Trecho do texto

□ □ □

Os desejos são anseios ou aspirações fortes por algo ou alguém. São impulsos motivacionais que nos levam a buscar a satisfação de necessidades ou vontades. Os desejos podem ser conscientes ("sei de onde vêm") ou inconscientes ("não sei de onde vêm") e podem variar em intensidade e duração. Eles podem ser influenciados por fatores biológicos, psicológicos e sociais e podem desempenhar um papel significativo em moldar nosso comportamento e tomada de decisão. O mesmo argumento apresentado no tópico da TRÉPLICA sobre o PECADO enquanto possibilidade de suspensão real ao princípio da não-contradição também pode ser usado para defender que "desejos podem incorporar contradições entre si" (desejar ao mesmo tempo e num mesmo sentido coisas incompatíveis e inconsistentes entre si). Os exemplos para este caso estão na TRÉPLICA do item "Pecado", no tópico "§EXCEÇÕES METAFÍSICAS".

D) ALUCINAÇÕES

O que são "alucinações"?

Alucinações são percepções sensoriais que ocorrem na ausência de qualquer estímulo externo real. Elas podem envolver qualquer um dos cinco sentidos e são tipicamente vívidas e detalhadas. As alucinações podem ser causadas por uma variedade de fatores, incluindo distúrbios mentais, uso de drogas, privação sensorial e certas condições médicas. Em alguns casos, as alucinações podem ser um sintoma de um problema subjacente que requer atenção médica. Vide tópico anterior sobre "Imaginação" na parte das possíveis exceções "METAFÍSICAS" do princípio da não-contradição.

E) DELÍRIOS

Imaginação: Envolve a criação criativa de imagens ou ideias mentais, não necessariamente baseadas na realidade.
Sonho: Experiências mentais vívidas que ocorrem durante o sono, influenciadas por pensamentos e emoções da vigília.
Delírio: Crenças firmes e irracionais que não são baseadas na realidade, muitas vezes acompanhadas de alucinações.
Alucinação: Percepções sensoriais que ocorrem sem um estímulo externo real, podendo ser causadas por vários fatores, incluindo distúrbios mentais ou uso de drogas.
Vide tópico anterior sobre "Imaginação" na parte das possíveis exceções "METAFÍSICAS" do princípio da não-contradição.

F) DISFORIA DE GÊNERO

O que é "disforia de gênero"?

Disforia de gênero é um sentimento intenso de desconforto ou angústia que pode ocorrer quando o sexo BIOLÓGICO de uma pessoa não corresponde à sua "identidade de gênero". Indivíduos com "disforia de gênero" podem sentir uma forte necessidade de viver como o gênero que corresponde à sua VONTADE interna, mesmo que isso não esteja de acordo com seu sexo biológico.

□ □ □

Registros exibidos
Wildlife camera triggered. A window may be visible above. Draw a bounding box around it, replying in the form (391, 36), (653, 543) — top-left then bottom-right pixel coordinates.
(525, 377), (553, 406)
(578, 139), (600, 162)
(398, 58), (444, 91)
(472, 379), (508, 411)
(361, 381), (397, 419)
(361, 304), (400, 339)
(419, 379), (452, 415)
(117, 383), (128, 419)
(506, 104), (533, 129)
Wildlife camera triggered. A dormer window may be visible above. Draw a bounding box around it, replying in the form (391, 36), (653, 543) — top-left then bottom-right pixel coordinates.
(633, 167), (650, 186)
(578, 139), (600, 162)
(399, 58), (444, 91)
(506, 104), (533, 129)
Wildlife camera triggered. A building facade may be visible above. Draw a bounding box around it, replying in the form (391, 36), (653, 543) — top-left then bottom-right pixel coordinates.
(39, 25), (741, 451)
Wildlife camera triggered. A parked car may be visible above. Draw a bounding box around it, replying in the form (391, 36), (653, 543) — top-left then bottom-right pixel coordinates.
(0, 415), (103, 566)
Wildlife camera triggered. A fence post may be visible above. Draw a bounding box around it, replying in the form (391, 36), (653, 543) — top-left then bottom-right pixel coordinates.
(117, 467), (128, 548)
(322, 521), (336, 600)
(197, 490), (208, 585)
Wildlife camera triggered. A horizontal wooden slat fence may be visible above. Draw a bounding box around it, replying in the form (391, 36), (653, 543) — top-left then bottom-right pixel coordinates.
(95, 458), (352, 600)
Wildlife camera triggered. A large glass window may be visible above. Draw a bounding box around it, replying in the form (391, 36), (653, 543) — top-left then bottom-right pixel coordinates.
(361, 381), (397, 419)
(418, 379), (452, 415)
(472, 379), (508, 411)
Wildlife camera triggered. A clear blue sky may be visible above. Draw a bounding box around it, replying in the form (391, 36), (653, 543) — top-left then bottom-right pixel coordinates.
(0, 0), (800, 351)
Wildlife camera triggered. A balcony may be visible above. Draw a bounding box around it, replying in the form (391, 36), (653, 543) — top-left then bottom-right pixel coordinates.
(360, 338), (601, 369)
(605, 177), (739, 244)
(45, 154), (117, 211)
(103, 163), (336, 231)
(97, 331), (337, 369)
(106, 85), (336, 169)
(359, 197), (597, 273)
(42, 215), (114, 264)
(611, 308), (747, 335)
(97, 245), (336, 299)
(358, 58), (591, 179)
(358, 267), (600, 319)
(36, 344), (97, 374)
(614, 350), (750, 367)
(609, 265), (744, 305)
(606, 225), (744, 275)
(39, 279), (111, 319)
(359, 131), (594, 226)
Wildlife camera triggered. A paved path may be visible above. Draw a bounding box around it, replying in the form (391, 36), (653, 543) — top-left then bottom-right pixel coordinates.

□ □ □

Tarefa A
Responda com base no texto sobre desejos e alucinações:
(i) Que tipos de fatores podem influenciar os desejos?
(ii) Quantos dos cinco sentidos as alucinações podem envolver?
(iii) Na definição de delírio, o que costuma acompanhar essas crenças firmes?
Tarefa B
Dê sequência ao texto sobre desejos e alucinações, começando logo depois da última frase.

Resposta A
(i) Fatores biológicos, psicológicos e sociais.
(ii) Qualquer um dos cinco sentidos.
(iii) Alucinações.

Resposta B
Vide tópico anterior sobre "Imaginação" na parte das possíveis exceções "METAFÍSICAS" do princípio da não-contradição.

G) (des)CONTINUIDADE DO EGO

Este tópico na verdade permeia não só a Psicologia como as religiões orientais já que lida com o ancestral problema do "uno x múltiplo". Por exemplo: Para os Orientais, (hindus e budistas) Maya não é "ilusão", mas sim o manifestado - são sinônimos. O "manifestado", cada vez que se manifesta já não existe mais, pois na realidade não existe continuismo entre "pontos" e sim fluidez. Assim, o ser que é o manifestado, não tem continuidade ou, como diria Tim Maia, inspirado por Heráclito e Buda: "tudo muda o tempo todo no mundo" (Tim Maia em "Como uma Onda"). O "manifestado", por assim dizer, deixa de existir cada vez que se manifesta. Os ocidentais, chamam isso de "não ser", enquanto os orientais chamam de "Ser" (https://t.me/FilosofiaEAfins/44613). Isso porque, para os orientais "tudo é um", "contradições são ilusórias" e "o ego é vazio". O "manifestado" não se vê como parte do todo, "não se distingue dele. Sendo a identidade (que exige continuidade) também uma ilusão, o objetivo da vida é se dissolver no todo, isto é: parar de se manifestar. (https://t.me/FilosofiaEAfins/44614)
Em suma, O "princípio da não-contradição" só é notado a partir da diferenciação entre o "eu" e o "outro" portanto estando, psicologicamente, "a posteriori", já que a visão Oriental de "Consciência" permeou o desenvolvimento da Psicologia Moderna.
É um ponto passivo na Psicologia a crença que a criança se entende como "parte da mãe" e a vai se individualizando num processo "a posteriori" e experiências místicas envolvendo "tanques de privação sensorial" podem eventualmente produzir, pela ausência de estímulos sensoriais, uma sensação de "unidade com um TODO maior".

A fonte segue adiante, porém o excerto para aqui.